::: PROVIDED INFORMATION

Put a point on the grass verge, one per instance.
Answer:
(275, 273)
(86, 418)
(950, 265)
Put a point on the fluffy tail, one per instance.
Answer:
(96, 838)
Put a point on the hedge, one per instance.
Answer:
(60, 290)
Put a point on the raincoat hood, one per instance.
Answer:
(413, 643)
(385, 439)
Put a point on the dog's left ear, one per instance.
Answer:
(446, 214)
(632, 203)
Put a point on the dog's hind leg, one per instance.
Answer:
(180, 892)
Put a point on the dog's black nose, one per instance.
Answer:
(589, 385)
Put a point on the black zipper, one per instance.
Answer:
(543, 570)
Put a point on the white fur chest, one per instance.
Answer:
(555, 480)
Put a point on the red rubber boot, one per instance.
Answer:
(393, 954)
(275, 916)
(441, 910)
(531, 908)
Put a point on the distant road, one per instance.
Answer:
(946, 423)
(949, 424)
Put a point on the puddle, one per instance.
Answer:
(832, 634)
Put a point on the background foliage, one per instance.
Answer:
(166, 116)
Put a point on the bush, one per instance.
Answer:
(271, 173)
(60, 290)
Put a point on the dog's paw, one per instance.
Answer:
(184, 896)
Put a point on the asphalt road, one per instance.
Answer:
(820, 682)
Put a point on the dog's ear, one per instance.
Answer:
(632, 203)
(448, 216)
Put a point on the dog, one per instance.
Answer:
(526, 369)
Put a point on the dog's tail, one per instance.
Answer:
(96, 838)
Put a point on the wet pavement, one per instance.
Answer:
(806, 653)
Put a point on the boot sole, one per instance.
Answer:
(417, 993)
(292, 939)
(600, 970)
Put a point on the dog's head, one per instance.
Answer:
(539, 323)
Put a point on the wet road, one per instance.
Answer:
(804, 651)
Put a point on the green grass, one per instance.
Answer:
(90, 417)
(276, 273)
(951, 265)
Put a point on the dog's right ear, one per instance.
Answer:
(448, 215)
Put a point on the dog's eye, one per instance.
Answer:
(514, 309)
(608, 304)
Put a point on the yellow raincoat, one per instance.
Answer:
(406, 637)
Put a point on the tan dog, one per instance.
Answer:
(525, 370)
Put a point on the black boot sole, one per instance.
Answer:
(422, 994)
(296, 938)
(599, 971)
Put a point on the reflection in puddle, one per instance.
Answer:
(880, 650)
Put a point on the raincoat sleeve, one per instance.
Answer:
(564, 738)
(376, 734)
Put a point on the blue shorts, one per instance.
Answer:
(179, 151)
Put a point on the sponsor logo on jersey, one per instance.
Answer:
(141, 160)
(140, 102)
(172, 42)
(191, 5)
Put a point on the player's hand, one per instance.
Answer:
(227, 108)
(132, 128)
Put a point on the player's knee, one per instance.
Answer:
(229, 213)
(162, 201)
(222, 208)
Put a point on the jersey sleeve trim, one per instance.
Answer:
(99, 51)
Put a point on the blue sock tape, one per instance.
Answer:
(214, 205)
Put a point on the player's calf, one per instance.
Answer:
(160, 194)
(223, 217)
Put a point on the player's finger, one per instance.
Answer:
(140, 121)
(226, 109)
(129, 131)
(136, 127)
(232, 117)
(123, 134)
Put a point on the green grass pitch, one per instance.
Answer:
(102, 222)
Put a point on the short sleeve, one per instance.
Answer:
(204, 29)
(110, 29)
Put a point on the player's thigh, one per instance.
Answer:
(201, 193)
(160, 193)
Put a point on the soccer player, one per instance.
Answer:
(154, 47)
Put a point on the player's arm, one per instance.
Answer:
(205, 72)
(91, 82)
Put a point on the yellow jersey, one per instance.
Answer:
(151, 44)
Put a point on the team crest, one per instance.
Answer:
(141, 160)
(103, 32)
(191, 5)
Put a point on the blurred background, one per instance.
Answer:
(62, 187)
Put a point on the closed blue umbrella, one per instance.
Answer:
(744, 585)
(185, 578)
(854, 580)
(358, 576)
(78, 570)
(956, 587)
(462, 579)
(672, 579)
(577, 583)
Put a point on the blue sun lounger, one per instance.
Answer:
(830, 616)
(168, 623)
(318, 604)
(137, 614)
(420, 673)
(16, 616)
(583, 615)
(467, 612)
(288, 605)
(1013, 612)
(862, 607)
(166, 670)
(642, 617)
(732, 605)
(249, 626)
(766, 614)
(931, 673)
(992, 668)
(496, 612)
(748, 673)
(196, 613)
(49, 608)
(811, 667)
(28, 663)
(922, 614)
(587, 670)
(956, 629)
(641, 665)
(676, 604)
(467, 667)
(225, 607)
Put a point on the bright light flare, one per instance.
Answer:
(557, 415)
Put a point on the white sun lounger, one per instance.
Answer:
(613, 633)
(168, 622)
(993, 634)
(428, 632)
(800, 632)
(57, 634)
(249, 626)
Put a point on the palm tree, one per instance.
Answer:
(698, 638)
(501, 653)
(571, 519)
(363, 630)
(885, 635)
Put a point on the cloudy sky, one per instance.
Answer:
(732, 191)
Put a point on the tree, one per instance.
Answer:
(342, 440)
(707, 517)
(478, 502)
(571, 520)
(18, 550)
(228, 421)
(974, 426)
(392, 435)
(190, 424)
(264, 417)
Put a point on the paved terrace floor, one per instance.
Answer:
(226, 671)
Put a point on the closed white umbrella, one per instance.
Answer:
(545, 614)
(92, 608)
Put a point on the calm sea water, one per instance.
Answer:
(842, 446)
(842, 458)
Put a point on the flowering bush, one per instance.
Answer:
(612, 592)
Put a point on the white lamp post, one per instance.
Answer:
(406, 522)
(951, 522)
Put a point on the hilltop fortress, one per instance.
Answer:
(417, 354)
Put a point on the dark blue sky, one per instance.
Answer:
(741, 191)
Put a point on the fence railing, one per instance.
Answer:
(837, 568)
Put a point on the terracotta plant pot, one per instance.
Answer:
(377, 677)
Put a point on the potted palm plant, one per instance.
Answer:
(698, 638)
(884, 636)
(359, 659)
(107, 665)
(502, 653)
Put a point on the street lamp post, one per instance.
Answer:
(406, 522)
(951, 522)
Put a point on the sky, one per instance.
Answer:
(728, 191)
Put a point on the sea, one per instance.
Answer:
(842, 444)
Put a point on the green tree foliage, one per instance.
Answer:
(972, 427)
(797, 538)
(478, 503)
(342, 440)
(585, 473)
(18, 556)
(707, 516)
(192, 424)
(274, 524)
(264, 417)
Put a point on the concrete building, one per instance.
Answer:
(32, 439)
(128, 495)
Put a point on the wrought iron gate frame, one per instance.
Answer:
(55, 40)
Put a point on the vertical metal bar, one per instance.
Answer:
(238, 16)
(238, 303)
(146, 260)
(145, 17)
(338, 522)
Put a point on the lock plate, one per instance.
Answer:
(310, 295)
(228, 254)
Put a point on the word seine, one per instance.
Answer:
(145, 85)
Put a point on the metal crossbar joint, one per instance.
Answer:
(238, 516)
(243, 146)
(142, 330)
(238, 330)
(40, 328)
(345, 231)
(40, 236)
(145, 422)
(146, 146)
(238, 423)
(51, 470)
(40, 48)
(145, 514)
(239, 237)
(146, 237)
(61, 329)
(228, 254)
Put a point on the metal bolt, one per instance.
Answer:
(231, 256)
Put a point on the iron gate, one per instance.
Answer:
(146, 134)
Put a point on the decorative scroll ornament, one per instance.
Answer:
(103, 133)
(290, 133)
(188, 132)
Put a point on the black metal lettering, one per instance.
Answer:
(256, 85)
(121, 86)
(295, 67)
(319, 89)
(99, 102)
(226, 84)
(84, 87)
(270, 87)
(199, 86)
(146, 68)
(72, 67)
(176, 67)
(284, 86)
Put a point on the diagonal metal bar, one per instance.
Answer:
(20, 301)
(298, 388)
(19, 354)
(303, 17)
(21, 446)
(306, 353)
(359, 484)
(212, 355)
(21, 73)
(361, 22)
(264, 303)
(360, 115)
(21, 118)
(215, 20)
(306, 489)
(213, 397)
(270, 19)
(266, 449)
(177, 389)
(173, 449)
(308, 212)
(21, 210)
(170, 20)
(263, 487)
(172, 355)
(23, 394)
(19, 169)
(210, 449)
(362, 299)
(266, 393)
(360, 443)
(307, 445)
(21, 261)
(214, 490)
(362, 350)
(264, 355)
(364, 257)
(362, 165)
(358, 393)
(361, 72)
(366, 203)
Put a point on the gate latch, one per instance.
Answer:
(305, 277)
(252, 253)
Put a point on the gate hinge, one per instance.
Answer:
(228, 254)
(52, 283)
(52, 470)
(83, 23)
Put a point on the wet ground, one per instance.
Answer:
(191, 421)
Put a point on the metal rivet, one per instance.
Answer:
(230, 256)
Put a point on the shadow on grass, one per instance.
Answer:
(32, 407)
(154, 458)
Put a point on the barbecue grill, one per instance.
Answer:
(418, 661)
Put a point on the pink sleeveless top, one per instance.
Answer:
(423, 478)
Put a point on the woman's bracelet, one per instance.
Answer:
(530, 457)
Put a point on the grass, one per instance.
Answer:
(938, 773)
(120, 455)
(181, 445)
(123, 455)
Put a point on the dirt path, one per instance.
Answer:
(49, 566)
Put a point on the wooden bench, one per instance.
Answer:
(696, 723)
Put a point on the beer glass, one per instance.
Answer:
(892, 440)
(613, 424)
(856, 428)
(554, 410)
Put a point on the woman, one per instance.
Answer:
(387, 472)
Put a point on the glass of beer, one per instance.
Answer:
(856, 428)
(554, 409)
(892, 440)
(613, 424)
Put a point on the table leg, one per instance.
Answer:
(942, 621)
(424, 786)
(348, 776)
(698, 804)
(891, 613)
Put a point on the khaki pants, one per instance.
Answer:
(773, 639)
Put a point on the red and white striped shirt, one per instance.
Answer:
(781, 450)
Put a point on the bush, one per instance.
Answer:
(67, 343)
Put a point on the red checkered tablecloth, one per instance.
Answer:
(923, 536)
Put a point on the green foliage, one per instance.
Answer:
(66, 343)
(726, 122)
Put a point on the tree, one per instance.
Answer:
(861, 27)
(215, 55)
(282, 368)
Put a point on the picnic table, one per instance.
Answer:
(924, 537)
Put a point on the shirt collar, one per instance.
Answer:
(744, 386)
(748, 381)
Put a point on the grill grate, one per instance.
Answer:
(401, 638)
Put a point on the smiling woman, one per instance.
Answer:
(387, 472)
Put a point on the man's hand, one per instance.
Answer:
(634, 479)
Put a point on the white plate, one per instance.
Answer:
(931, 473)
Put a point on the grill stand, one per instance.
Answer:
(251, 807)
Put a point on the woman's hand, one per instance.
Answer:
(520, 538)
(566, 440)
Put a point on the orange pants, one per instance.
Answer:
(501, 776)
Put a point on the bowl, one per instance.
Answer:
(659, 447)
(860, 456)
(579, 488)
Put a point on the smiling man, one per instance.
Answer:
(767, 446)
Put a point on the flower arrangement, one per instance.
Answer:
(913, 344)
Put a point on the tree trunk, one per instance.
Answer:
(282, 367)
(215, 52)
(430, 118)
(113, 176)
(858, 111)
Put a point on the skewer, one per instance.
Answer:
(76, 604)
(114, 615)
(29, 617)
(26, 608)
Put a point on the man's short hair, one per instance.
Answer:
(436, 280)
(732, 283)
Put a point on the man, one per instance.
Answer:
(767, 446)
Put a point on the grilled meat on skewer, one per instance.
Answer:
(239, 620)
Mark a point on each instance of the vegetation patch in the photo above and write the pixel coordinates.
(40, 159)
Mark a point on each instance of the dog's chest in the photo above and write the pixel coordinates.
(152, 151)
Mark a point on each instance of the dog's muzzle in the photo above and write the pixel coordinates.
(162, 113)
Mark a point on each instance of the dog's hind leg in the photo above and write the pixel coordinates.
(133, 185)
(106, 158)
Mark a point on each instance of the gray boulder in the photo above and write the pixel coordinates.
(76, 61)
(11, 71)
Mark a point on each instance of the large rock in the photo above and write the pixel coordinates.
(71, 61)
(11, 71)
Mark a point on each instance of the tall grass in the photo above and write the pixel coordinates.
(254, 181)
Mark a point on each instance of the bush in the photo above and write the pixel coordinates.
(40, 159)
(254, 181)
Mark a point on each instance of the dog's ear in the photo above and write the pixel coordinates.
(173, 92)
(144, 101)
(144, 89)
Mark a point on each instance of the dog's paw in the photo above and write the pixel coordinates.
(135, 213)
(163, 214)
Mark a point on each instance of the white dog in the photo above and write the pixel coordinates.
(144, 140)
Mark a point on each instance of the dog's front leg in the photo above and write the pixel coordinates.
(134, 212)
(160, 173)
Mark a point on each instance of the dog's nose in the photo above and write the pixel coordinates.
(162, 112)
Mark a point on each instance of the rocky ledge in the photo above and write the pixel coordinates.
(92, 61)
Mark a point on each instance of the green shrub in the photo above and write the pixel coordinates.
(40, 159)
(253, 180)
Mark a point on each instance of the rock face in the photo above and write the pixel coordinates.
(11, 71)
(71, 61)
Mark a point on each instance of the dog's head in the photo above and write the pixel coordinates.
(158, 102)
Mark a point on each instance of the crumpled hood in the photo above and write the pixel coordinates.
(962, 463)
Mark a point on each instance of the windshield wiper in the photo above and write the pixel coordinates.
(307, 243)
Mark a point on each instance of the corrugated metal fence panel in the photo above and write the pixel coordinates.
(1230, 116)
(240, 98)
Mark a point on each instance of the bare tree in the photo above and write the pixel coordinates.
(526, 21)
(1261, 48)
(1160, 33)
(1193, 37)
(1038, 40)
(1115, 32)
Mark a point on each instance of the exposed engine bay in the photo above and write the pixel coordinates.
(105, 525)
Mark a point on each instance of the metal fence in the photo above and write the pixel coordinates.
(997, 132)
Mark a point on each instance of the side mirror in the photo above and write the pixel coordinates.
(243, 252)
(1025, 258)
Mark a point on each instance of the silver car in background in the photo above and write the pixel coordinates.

::::::

#### AIM OF THE TASK:
Output exactly one stretch of the listing: from the line containing "Put a point on the white lamp" through the line containing "Put a point on the green tree", both end lines included.

#### WRITTEN SOLUTION:
Put a point on the white lamp post, one per instance.
Answer:
(406, 522)
(951, 522)
Put a point on the hilltop fortress, one per instance.
Answer:
(417, 354)
Put a point on the dark blue sky, one per instance.
Answer:
(741, 191)
Put a point on the fence railing, one per instance.
Answer:
(837, 568)
Put a point on the terracotta plant pot, one per instance.
Answer:
(377, 677)
Put a point on the potted palm plant, one per instance.
Answer:
(698, 638)
(884, 636)
(359, 659)
(107, 665)
(502, 653)
Put a point on the street lamp post, one per instance.
Answer:
(406, 522)
(951, 522)
Put a point on the sky, one per instance.
Answer:
(728, 191)
Put a point on the sea, one per instance.
Answer:
(842, 444)
Put a point on the green tree foliage, one per instance.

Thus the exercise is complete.